• EXCERPTED PASSAGE
Kuala Lumpur, January 13 – One year on from the on-set of the COVID-19 pandemic, educators are still struggling with how best to keep students in schools, engaged and connected.
Local NGO, Dignity for Children Foundation (Dignity), with the support of UNHCR, the UN Refugee Agency’ have implemented a programme called “The Community Classroom” to bring education to the grassroots particularly the refugee communities in Malaysia.
Community Classroom works on the concept of empowering community educators to teach children in the community.
Explained Petrina Shee, Co-founder and CEO of Dignity: “Dignity operates an education programme in Sentul for children and youths aged between 2 to 18 years old based on the Montessori philosophy. We have developed in-house over 200 work books focusing on numeracy and literacy.
For the Community Classroom programme, we used these work books to train in-community educators who in turn will teach the children in their respective communities.
The current workbooks are divided into approximately 100 English workbooks and 100 Mathematics workbooks for children between the ages of four to eight. Workbooks for the nine to twelve years old group are being developed.”
Project coordinator Fadlin Linsai of Dignity hold weekly training with the community educators online. He would go through the weekly workbooks to make sure that the educators are sufficiently equipped before they start a new week. All relevant links and the workbooks are uploaded via Google Classroom for ease of access and learning.
“Not all the educators are trained as teachers but they are nonetheless very qualified. They hold professional degrees but could not do what they were trained for because they are refugees. With the Community Classroom, they are able to give back to their communities and, at the same time, acquire a skill that will help them make a fresh start and earn a living either locally or when they get settled in a new country,” said Fadlin.
The Community Classroom programme was implemented in March 2020. Currently the programme has 10 teachers reaching out to over 300 students. The majority of the teachers are women.
As an indication of commitment, each student is required to pay RM50 per month to attend classes. The students are also assessed after the completion of each phase before they can progress further. If need to, some would have to stay at a certain phase slightly longer even as their teacher revises the syllabus with them again.
The minimum number of students per class is 12 and the maximum 25 – depending on the “classroom” size and in accordance to COVID-19 SOPs. Classes with more than 25 students are usually split into two sessions – morning and afternoon.
Most of the classes are held in homes or community halls around the Klang Valley — Ampang, Batu Caves, Cheras and Sentul.
Added Fadlin: “We have trained another 180 teachers who are able to run community education centres in Terengganu, Kedah, Pahang, Penang, Johor and Melaka that is benefiting over 600 students. We are also developing more workbooks.”
UNCHR funds the teachers’ training and wages, the development of the weekly workbooks and equipment.
Apart from numeracy and literacy workbooks, Dignity has also started development of workbooks based on National Geographic magazines. This is to encourage students to be more passionate about the environment and nature as part of a holistic approach to education. These NATGEO workbooks have yet to be published pending copyright approvals.
Fadlin revealed that he hopes to extend the Community Classroom project to his home state of Sabah. “Coming from Sabah I know the challenges faced by educators particularly in the interiors. I shared the programme with my hometown in Pitas, Sabah, but I hope to be able to extend that to other areas so that they too can benefit from the programme.”
Looking back, there are positives to the whole COVID-19 pandemic. As the saying goes, necessity is the mother of invention and truly the Community Classroom is one that will cascade through generations.

(Point-per-instance localization data)
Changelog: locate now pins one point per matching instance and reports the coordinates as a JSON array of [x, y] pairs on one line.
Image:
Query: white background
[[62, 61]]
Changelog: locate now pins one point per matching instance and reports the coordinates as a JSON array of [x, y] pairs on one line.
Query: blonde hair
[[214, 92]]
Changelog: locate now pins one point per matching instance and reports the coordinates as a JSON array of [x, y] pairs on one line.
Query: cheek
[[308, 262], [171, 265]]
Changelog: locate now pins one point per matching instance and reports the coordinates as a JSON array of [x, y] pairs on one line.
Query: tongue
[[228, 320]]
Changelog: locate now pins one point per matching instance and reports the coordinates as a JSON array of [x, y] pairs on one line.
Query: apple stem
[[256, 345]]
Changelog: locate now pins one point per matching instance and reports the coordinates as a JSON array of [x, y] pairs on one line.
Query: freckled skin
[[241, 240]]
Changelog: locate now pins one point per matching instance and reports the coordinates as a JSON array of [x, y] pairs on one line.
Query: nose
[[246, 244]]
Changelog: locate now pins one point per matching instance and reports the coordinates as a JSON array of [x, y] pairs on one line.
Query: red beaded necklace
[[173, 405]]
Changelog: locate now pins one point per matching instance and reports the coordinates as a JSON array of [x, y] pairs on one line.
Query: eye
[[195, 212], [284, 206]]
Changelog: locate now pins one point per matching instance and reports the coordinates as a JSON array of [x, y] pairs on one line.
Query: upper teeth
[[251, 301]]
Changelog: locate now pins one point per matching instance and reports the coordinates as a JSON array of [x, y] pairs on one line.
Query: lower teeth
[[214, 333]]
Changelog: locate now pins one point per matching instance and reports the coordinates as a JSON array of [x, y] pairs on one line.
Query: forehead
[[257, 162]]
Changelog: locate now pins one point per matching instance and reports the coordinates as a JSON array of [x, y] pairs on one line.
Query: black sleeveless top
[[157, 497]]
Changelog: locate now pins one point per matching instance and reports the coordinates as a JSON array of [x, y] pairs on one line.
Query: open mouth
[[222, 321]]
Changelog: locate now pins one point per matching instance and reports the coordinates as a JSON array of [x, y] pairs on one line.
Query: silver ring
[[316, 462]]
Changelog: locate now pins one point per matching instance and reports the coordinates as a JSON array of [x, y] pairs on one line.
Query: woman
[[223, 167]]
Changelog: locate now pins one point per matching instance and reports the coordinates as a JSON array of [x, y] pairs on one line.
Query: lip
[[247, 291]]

• THINGS TO DO
1. Why does the Community Classroom article say each student must pay RM50 per month?
2. Answer these questions from the Community Classroom article:
(a) When was the programme implemented?
(b) Where are most of the classes held?
(c) What are the minimum and maximum numbers of students per class?
3. Update the part of the Community Classroom article starting at "Looking back, there" and ending at "cascade through generations.", replacing "positives" with "upsides".
The data plays no role in the work here.

• OUTPUTS BY TASK
1. The fee is required as an indication of commitment.

2.
(a) In March 2020.
(b) In homes or community halls around the Klang Valley: Ampang, Batu Caves, Cheras and Sentul.
(c) The minimum is 12 and the maximum is 25.

3.
Looking back, there are upsides to the whole COVID-19 pandemic. As the saying goes, necessity is the mother of invention and truly the Community Classroom is one that will cascade through generations.